**WORK TO COMPLETE**
Reproduce all of the entries below verbatim, keeping every line, character, and bracket unchanged.

**SUPPLIED RECORDS**
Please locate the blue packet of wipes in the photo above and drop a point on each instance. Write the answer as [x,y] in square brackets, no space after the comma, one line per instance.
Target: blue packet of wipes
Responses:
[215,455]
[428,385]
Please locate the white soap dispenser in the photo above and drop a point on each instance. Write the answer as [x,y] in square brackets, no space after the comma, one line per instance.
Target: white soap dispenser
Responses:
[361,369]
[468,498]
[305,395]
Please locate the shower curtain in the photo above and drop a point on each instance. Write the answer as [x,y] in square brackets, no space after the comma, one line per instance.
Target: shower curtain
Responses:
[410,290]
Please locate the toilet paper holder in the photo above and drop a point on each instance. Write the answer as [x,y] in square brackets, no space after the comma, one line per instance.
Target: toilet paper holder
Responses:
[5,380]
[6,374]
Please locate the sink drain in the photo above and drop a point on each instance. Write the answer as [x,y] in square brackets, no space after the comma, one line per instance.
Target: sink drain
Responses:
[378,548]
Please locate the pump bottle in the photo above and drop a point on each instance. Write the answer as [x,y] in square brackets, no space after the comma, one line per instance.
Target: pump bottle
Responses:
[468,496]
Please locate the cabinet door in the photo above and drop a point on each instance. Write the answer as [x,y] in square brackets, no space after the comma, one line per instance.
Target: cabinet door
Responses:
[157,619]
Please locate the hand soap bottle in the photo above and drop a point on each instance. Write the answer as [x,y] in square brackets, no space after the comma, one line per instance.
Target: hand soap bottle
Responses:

**EXERCISE RESULT**
Please locate the blue packet of wipes in the photo above and drop a point on each instance. Write the answer as [x,y] in square brackets, no space after the comma, one line per instance.
Target: blue packet of wipes
Responses:
[215,455]
[428,385]
Please locate the white soap dispenser in the photo above and drop a point on each instance. Write the answer as [x,y] in square brackets, no space after the comma, one line per instance.
Target: white soap dispenser
Responses:
[361,369]
[468,498]
[305,395]
Please locate the shower curtain in the photo above and drop a point on each instance. Write the answer as [x,y] in square brackets, no space after the comma, one line per instance.
Target: shower curtain
Responses:
[410,290]
Please locate the toilet paper holder in the photo above and drop a point on each instance. Write the answer as [x,y] in square brackets, no space after the comma, one line per instance.
Target: toilet paper holder
Responses:
[5,380]
[6,374]
Please locate the sink drain in the photo above and drop a point on each instance. Write the answer as [x,y] in square brackets, no space after the comma, one line per instance.
Target: sink drain
Responses:
[378,548]
Please locate the pump bottle in the photo above and drop a point on each instance. Write the answer as [x,y] in square brackets, no space after the comma, one line per instance.
Target: pump bottle
Responses:
[468,496]
Please locate the cabinet door in the photo above and drop a point on each instance. Write the answer as [x,y] in square brackets, no space after the comma, one line per instance.
Target: cabinet door
Responses:
[157,619]
Please locate the hand soap bottle in the photo above and drop a point on each instance. Write the answer as [x,y] in square brackets, no space after the comma, one line per instance.
Target: hand soap bottle
Responses:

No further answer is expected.